提示文:
···
バロック的演劇はことごとくその(引用者注:古典主義)反極にあると思えばいいわけで、[・・・]感覚的官能的、フィクションだらけで時も場所もでたらめに変わり、主人公も雑多で筋も変化に富む、上品な美でなく卑俗でケバケバしく、血の惨劇やエロチシズムを好む、したがって反道徳反秩序的で体制側からは害悪視されがちである、題材は古典もあるが現代社会庶民感覚から手あたりしだいに拾いあげる。[2]

これに加えて、河竹はより具体的に、作劇における偶然性(メロドラマにも引き継がれ、映画やテレビドラマにも流れ込むことが指摘される)および時代錯誤、神仏、精霊や秘薬、魔法など超自然的なものの活躍、悲劇と喜劇の混交、最終的なハッピーエンド、人物の独白、傍白の頻用、剣戟や踊りなどによるスペクタクル性を歌舞伎とバロック演劇の共通点として指摘している[3]

河竹のこうした議論は、しかし、本人が指摘するように、歴史的経緯すなわち16世紀からの南欧を中心とした対抗宗教革命と骨がらみであるバロック概念を濫用しているのではないかという反論を当然招くだろう。河竹は、「ある文化様式をさす一般用語として、他の時代や国やジャンルにもひろく適用される概念である」とするが[4]、のちに心身二元論に基づく人間理解に依拠して、演劇における古典主義とバロックを双極的に対立する互いに相補的な理念として捉えて普遍化し、歌舞伎のバロック性という言説の基盤を与えようとした[5]。バロックを普遍的な文化のあり方として捉えるという点では、根拠が異なるもののエウヘニオ・ドールスが『バロック論』(仏語版1935年、邦訳1968年)で確立した見解と河竹は共通している。
···
提示文のうち「河竹のこうした議論は、しかし」を含む語句で始まり「た見解と河竹は共通している。」で終わる部分を、「反論」を「批判」に改めたうえで示してください。 提示文のみを根拠として取り組んでください。

データ一覧:
···
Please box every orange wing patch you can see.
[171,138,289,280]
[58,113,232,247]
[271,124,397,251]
···
作業結果:
河竹のこうした議論は、しかし、本人が指摘するように、歴史的経緯すなわち16世紀からの南欧を中心とした対抗宗教革命と骨がらみであるバロック概念を濫用しているのではないかという批判を当然招くだろう。河竹は、「ある文化様式をさす一般用語として、他の時代や国やジャンルにもひろく適用される概念である」とするが[4]、のちに心身二元論に基づく人間理解に依拠して、演劇における古典主義とバロックを双極的に対立する互いに相補的な理念として捉えて普遍化し、歌舞伎のバロック性という言説の基盤を与えようとした[5]。バロックを普遍的な文化のあり方として捉えるという点では、根拠が異なるもののエウヘニオ・ドールスが『バロック論』(仏語版1935年、邦訳1968年)で確立した見解と河竹は共通している。